## OBJECTIVE
Copy the lines of the items below word for word, starting with the line that contains "Q: For each instance of the car grille" and continuing through the last line of the items.

Source records

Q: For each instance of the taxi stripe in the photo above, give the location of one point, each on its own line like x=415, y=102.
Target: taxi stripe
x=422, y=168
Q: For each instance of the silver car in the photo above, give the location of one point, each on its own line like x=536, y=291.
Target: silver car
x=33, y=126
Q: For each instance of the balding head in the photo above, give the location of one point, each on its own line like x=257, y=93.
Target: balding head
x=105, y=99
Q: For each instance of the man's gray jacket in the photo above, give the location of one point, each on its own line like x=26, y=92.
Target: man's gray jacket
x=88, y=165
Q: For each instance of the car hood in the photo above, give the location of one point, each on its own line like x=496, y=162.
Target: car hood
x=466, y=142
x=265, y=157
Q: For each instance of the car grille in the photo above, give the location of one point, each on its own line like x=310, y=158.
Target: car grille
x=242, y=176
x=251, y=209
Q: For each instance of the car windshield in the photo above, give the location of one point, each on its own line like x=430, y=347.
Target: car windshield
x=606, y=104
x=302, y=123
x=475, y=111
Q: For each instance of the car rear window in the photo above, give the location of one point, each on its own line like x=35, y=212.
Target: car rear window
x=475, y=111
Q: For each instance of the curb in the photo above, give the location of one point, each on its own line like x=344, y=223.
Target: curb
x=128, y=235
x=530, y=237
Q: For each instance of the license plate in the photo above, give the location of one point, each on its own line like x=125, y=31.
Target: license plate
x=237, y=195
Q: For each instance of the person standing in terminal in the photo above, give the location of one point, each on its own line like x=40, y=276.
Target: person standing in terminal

## ANSWER TO THIS PROBLEM
Q: For each instance of the car grille in the photo above, give the location of one point, each on its own line like x=310, y=158.
Target: car grille
x=242, y=176
x=251, y=209
Q: For each instance of the car windshield in the photo above, give the location of one point, each on its own line like x=430, y=347.
Target: car windshield
x=606, y=104
x=302, y=123
x=475, y=111
Q: For each instance of the car rear window in the photo above, give the location of one point, each on its own line like x=35, y=212.
Target: car rear window
x=475, y=111
Q: For each instance of the curb in the photo above, give the location of one point, each on its own line like x=344, y=223.
Target: curb
x=128, y=235
x=530, y=237
Q: For each instance of the license plate in the photo above, give the location of one point, each on its own line like x=125, y=31.
Target: license plate
x=237, y=195
Q: For each instance of the person standing in terminal in the photo above, give the location of one point, each on its own line like x=40, y=276.
Target: person standing in terminal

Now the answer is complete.